TÂCHE DEMANDÉE :: Recopiez en entier le passage qui va du début des items jusqu'à la ligne contenant « 78], [159, 76]]] », incluse, consignes comprises. Multipliez par 1,25 chaque coordonnée des contours donnés en réponse, sans toucher aux consignes ni aux modèles de format, et arrondissez à l'entier le plus proche, les demis vers le haut.

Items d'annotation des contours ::
--

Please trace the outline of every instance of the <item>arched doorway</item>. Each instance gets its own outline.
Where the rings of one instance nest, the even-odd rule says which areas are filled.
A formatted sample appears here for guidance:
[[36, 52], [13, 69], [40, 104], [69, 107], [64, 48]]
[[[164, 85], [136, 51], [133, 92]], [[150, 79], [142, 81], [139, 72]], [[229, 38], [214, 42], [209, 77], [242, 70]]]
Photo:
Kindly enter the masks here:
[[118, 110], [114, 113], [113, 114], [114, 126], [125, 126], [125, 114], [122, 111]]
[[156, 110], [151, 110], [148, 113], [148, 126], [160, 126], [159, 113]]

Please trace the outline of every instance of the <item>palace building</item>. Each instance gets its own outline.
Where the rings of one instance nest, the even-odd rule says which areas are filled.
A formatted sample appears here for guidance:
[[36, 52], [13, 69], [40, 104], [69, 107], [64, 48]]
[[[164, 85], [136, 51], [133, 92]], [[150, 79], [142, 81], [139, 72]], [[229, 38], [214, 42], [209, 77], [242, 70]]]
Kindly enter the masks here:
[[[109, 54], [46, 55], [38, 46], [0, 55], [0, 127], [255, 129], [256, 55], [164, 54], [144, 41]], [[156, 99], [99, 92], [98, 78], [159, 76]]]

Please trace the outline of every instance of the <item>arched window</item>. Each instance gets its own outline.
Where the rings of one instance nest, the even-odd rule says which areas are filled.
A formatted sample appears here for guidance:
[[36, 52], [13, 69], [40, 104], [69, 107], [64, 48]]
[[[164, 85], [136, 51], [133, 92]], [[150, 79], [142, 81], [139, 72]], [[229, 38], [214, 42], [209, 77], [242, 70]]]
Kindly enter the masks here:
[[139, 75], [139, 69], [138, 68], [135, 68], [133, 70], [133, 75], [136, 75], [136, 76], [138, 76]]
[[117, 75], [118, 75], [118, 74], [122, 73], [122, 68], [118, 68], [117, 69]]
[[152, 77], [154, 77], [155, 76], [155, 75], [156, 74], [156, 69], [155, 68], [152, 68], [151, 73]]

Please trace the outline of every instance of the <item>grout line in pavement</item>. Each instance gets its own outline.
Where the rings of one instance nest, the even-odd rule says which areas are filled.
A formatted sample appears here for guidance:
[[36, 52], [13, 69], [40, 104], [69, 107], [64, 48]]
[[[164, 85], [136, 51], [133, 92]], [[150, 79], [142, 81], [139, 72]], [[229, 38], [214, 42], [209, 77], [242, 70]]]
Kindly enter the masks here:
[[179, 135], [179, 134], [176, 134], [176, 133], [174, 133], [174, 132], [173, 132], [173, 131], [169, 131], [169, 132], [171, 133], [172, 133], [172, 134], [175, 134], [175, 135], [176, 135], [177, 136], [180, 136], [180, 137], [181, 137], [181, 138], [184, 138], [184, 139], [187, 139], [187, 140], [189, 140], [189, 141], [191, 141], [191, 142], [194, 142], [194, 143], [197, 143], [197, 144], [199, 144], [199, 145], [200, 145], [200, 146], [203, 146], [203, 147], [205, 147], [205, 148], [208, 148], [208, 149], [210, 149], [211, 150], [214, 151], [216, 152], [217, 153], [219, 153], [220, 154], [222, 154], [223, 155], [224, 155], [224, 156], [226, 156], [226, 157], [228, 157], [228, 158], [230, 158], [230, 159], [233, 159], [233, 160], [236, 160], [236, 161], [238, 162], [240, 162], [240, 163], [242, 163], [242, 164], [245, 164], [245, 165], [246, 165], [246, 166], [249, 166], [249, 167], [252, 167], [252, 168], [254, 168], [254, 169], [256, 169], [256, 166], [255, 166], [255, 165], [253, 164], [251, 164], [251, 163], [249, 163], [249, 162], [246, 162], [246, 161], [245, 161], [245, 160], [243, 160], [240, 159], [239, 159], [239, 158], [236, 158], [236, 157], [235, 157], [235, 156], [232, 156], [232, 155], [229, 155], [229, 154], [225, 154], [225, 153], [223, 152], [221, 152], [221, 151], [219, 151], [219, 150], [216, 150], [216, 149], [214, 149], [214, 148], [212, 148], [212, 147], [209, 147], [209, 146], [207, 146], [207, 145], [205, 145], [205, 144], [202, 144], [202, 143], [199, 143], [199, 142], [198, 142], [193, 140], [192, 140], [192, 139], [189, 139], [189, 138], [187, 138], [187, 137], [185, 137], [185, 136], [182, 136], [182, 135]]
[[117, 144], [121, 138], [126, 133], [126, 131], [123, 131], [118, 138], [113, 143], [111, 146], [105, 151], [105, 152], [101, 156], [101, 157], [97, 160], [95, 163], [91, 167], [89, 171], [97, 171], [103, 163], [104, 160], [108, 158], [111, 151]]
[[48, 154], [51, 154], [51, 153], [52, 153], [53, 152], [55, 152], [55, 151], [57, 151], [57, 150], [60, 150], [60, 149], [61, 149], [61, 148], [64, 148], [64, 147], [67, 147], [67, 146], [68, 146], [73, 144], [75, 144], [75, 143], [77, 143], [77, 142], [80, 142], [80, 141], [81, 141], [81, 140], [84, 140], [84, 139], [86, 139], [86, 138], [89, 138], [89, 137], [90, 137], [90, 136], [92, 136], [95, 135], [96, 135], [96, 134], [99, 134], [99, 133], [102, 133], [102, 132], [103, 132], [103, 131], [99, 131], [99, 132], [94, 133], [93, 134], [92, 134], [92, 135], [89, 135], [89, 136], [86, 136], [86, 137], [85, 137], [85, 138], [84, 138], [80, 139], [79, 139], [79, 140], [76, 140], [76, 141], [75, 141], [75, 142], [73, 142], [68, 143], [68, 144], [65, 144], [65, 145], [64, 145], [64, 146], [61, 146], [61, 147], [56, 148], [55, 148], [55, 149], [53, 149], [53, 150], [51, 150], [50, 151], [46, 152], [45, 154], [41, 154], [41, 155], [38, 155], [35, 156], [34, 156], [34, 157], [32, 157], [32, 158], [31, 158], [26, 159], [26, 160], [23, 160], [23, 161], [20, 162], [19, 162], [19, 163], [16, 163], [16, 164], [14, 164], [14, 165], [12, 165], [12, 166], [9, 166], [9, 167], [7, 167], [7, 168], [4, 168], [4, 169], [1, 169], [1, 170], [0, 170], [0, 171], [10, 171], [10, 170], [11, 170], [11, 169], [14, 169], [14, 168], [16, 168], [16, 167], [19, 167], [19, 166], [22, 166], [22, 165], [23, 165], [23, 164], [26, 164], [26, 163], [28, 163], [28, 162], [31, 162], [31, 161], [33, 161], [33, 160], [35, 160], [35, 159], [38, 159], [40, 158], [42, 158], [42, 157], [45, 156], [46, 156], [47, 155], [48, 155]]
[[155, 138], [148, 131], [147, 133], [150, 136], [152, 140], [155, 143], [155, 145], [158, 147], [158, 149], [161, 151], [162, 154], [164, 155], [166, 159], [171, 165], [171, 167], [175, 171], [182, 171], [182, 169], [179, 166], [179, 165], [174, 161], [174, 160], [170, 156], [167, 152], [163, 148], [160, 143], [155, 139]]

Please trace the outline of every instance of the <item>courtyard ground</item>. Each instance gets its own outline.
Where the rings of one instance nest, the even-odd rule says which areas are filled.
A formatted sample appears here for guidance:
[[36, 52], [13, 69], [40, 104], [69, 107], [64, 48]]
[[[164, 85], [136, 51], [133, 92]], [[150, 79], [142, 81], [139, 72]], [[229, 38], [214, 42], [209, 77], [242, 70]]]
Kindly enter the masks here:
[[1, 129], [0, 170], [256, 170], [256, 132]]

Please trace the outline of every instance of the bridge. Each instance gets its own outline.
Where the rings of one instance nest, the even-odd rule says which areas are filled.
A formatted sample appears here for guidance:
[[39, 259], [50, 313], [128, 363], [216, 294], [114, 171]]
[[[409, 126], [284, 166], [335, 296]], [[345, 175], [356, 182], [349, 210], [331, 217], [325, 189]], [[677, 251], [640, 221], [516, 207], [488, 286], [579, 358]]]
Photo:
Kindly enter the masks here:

--

SOLUTION RÉDIGÉE ::
Please trace the outline of every instance of the <item>arched doorway</item>. Each instance gets its own outline.
Where the rings of one instance nest, the even-odd rule says which areas are filled.
A formatted sample appears here for guidance:
[[36, 52], [13, 69], [40, 104], [69, 107], [64, 48]]
[[[164, 85], [136, 51], [133, 92]], [[150, 79], [142, 81], [139, 72]], [[229, 38], [214, 42], [209, 77], [242, 70]]]
Photo:
Kindly enter the masks here:
[[148, 138], [143, 141], [141, 143], [143, 158], [156, 158], [156, 143], [153, 139]]
[[195, 138], [189, 138], [185, 141], [185, 158], [200, 158], [199, 141]]

Please trace the outline of every instance of the <item>palace building</item>. Each instance gets its own outline.
Where the rings of one instance nest, the even-odd rule says which areas are filled.
A formatted sample appears here for guidance:
[[36, 52], [13, 69], [40, 104], [69, 107], [64, 48]]
[[[164, 85], [136, 51], [133, 92]], [[150, 79], [142, 81], [139, 72]], [[229, 38], [214, 42], [209, 77], [242, 70]]]
Kindly enter the masks here:
[[[136, 68], [58, 69], [48, 58], [0, 69], [0, 159], [319, 161], [320, 69], [205, 68], [180, 51]], [[195, 124], [124, 115], [123, 98], [199, 95]]]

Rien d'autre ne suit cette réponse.